◆ **Travail demandé**
(1) Recopiez le passage du texte sur l'aurochs qui commence à « La présence historique » et se termine à « à la Roumanie. ».
(2) Selon le texte sur l'aurochs, jusqu'à quel siècle la présence de cet animal est-elle attestée en France ?
(3) D'après le texte sur l'aurochs, pourquoi ces herbivores se déplaçaient-ils constamment en troupeaux ? Répondez en une à trois phrases.

◆ **Texte source**
▬▬▬

La présence historique de l’aurochs en France
Initialement rencontré en Inde, au Moyen-Orient, en Asie, en Europe et dans le nord de l’Afrique, l’habitat privilégié de l’aurochs demeure incertain. Certains spécialistes évoquent des zones marécageuses, des forêts humides, ou encore des vallées fluviales et deltas. À l’origine, il aurait également vécu dans des milieux moins humides. En France, la présence de cet animal sauvage a été attestée jusqu’au XIIe siècle, notamment dans le massif des Vosges. Par la suite, son aire de répartition s’est restreinte à des régions telles que la Pologne, la Moldavie, la Lituanie, la Prusse et la Transylvanie, régions aujourd’hui intégrées à l’Allemagne et à la Roumanie.
La vie en tribu de l’aurochs
Selon les descriptions, ces herbivores se nourrissaient principalement d’herbes, de graminées durant la belle saison, et, en période plus rude, de glands, d’écorces, de feuilles ou de branches. Leur mode de vie impliquait des déplacements constants, en troupeaux, pour suivre les ressources alimentaires. Les mâles menaient souvent une vie plus solitaire ou en petits groupes, tandis que les femelles s’organisaient en petites communautés avec leurs jeunes. Leur tempérament était considéré comme vif, parfois agressif ou même dangereux pour l’homme, mais certains relatent qu’ils pouvaient se montrer approchables si on ne leur faisait pas de mal, tout en pouvant devenir très hostiles face à une menace.

▬▬▬

◆ **Entrées fournies**
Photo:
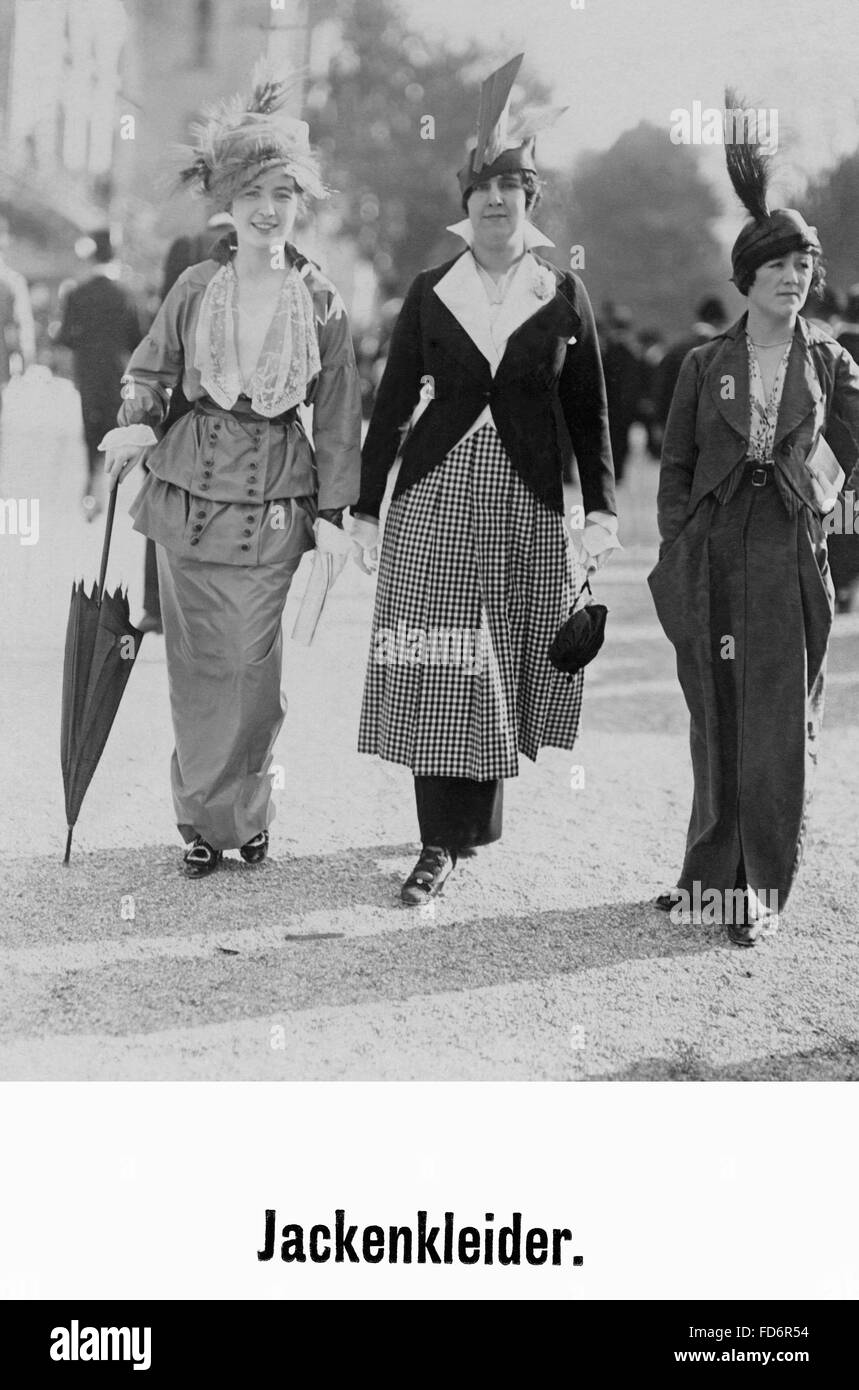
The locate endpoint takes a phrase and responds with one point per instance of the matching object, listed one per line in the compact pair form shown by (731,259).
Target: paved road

▬▬▬

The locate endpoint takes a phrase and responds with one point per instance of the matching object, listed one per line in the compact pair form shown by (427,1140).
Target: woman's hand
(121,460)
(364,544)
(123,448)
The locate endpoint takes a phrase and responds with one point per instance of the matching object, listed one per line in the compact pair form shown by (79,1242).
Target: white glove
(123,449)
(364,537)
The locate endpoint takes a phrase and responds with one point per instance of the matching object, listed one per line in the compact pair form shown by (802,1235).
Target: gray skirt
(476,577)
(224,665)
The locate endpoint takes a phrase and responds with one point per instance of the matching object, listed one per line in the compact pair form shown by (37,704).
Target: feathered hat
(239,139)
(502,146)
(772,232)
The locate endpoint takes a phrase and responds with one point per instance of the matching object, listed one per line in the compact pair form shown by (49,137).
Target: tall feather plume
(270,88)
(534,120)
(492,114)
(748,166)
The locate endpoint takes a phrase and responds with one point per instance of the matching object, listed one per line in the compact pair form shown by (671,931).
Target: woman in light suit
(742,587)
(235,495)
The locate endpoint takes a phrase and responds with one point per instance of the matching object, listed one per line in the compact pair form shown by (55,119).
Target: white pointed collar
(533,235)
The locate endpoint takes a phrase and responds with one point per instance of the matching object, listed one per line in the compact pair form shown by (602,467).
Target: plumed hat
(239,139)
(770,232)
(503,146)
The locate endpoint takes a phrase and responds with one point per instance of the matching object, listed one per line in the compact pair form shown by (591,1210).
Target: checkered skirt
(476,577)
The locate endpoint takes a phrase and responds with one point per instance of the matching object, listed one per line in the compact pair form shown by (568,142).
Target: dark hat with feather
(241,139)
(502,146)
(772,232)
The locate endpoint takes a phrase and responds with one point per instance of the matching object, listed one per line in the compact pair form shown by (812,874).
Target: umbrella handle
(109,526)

▬▬▬

◆ **Tâches résolues**
(1)
La présence historique de l’aurochs en France
Initialement rencontré en Inde, au Moyen-Orient, en Asie, en Europe et dans le nord de l’Afrique, l’habitat privilégié de l’aurochs demeure incertain. Certains spécialistes évoquent des zones marécageuses, des forêts humides, ou encore des vallées fluviales et deltas. À l’origine, il aurait également vécu dans des milieux moins humides. En France, la présence de cet animal sauvage a été attestée jusqu’au XIIe siècle, notamment dans le massif des Vosges. Par la suite, son aire de répartition s’est restreinte à des régions telles que la Pologne, la Moldavie, la Lituanie, la Prusse et la Transylvanie, régions aujourd’hui intégrées à l’Allemagne et à la Roumanie.

(2) Jusqu'au XIIe siècle, notamment dans le massif des Vosges.

(3) Les aurochs se déplaçaient constamment en troupeaux afin de suivre les ressources alimentaires.